**Given records:**
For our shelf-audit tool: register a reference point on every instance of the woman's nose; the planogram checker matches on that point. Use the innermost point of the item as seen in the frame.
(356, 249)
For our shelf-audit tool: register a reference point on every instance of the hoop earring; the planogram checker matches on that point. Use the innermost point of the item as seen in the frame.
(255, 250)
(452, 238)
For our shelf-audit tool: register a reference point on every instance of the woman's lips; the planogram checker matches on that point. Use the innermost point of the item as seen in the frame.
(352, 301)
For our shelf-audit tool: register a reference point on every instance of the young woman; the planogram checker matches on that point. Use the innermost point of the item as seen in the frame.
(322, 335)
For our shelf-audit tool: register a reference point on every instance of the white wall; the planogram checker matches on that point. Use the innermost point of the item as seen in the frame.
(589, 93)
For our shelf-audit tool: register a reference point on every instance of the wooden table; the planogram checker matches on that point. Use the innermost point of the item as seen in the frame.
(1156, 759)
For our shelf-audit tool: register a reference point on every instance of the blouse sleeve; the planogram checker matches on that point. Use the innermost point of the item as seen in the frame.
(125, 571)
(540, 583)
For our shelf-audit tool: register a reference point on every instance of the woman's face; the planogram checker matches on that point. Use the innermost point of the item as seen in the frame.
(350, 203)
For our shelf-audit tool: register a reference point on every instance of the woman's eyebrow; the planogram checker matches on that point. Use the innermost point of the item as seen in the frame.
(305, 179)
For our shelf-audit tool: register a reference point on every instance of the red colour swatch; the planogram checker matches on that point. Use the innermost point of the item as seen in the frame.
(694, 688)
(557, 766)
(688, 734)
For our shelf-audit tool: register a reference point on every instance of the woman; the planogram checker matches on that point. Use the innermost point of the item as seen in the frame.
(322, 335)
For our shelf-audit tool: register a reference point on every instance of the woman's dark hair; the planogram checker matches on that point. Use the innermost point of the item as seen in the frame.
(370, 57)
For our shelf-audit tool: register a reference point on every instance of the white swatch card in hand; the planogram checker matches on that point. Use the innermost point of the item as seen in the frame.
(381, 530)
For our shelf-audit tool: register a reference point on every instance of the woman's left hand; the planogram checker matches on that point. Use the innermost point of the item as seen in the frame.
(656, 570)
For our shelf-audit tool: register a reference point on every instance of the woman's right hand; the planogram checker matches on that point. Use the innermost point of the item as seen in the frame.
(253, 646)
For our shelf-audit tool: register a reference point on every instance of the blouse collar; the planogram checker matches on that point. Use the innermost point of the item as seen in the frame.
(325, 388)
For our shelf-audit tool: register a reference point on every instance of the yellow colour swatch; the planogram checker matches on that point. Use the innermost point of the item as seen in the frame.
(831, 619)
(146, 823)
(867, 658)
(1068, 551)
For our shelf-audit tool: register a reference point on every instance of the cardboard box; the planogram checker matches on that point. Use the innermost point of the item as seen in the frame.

**Stated problem:**
Please rewrite all of the entries above, replacing "reference point" with "anchor point" wherever it occurs and keeping everything else unchanged.

**Output:**
For our shelf-audit tool: register a anchor point on every instance of the woman's nose; the planogram checker matches on that point. Use the innermost point of the item as seen in the frame.
(356, 249)
For our shelf-audit tool: register a anchor point on every instance of the hoop earring; the planogram checker matches on that point. Use the innermost point of the item as seen in the frame.
(255, 250)
(452, 238)
For our shelf-audit tool: register a anchor point on every instance of the woman's lips; the planogram checker matches on that point. Use the innermost point of the item as seen in the frame.
(352, 301)
For our shelf-audit tool: register a anchor point on every instance of the young woman; the planogram checker matches on that point. Use the innermost point of the item as seen in the frame.
(322, 335)
For our shelf-audit tool: register a anchor point on every instance of the white wall; the planogram checker matches on that point. Use the innermost point of the item as seen in the frame.
(589, 93)
For our shelf-audit tool: register a anchor point on every instance of the wooden table; the planogram checker matches on that point. Use the innermost point of the item as seen in the frame.
(1156, 759)
For our shelf-audit tool: register a anchor point on every instance of the blouse sleeve; the planogram checker matches on that point. Use the innermost point of the item as seen in the frame.
(125, 571)
(540, 583)
For our shelf-audit tool: register a anchor point on every instance of the woman's face; the planogram checker matches on that point. Use the innermost point of the item as seen in the frame.
(350, 203)
For our shelf-audit tool: register a anchor point on every instance of the woman's eyebrow; the planogram checker matches on that point. Use the innermost point of the item as seen in the frame.
(305, 179)
For our shelf-audit tool: register a anchor point on every instance of the red colour swatch; the planogram checker matches on that point. Use the innermost point of the item as seen in the frame.
(694, 688)
(557, 766)
(688, 734)
For our shelf-audit tool: register a anchor point on every instance of the woman; the planogram checker matches on that point. Use the innermost point of the item as seen in the frame.
(322, 335)
For our shelf-audit tool: register a anchor point on every instance of the woman's dark hair; the planogram checker matches on that point. Use the innermost point of the item as seen in the frame.
(370, 57)
For our shelf-audit tool: register a anchor point on every instance of the white swatch card in hand; the planogram checker matches on that point. Use the innermost point of the item as seen in the frame.
(381, 530)
For our shelf-audit tool: register a anchor point on every instance of the woman's left hand; the planogram checker matches on that point. Use the innermost point of the item as seen in the frame.
(656, 570)
For our shelf-audit tool: register a anchor point on every instance of the woman's right hand; the planogram checker matches on that point. Use the innermost point of the item as seen in the frame.
(253, 646)
For our shelf-audit tool: register a anchor point on every instance of the blouse collar; the planogram checker matches on that point. Use the innermost point of the item as seen in the frame.
(325, 388)
For our shelf-audit tool: register a anchor point on every instance of the yellow colour swatch; the planogram checker matches on that point. Use the innermost point of the item as seen in the frame.
(831, 619)
(146, 823)
(867, 658)
(1068, 551)
For our shelf-audit tool: register a anchor point on every instance of the cardboard box; the planogram checker matches on that point. Use the innermost point of the item as seen in the frame.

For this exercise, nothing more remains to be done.